**PROBLEM STATEMENT**
Count the lines in the records below that contain the string "query". Reply with that number alone.

========================================================================

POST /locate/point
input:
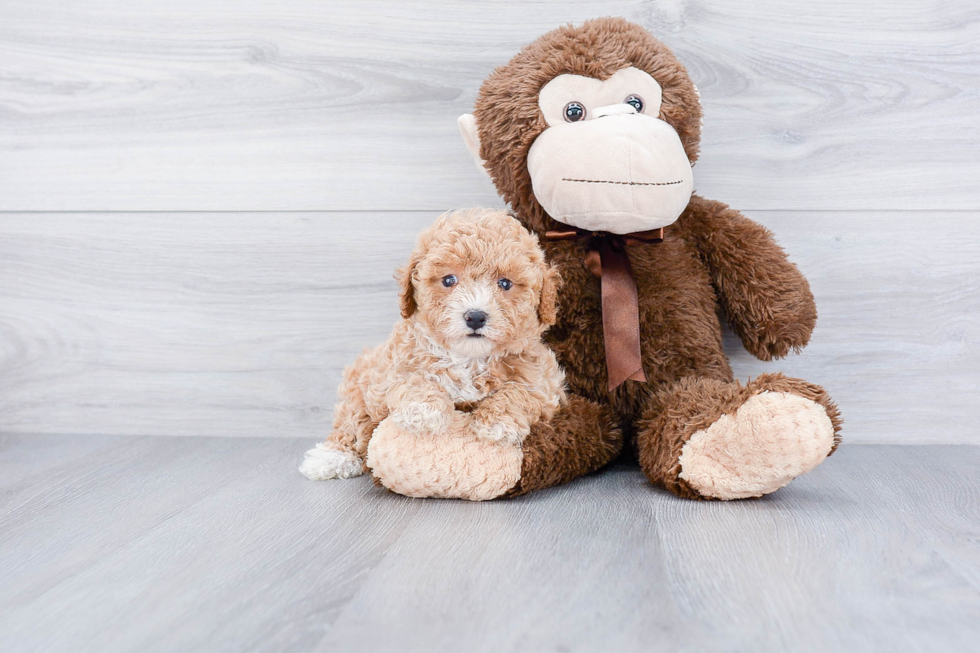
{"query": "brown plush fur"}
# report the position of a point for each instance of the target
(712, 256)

========================================================================

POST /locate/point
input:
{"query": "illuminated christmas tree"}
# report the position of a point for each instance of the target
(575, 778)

========================================================================

**RESULT OF THE EXERCISE**
2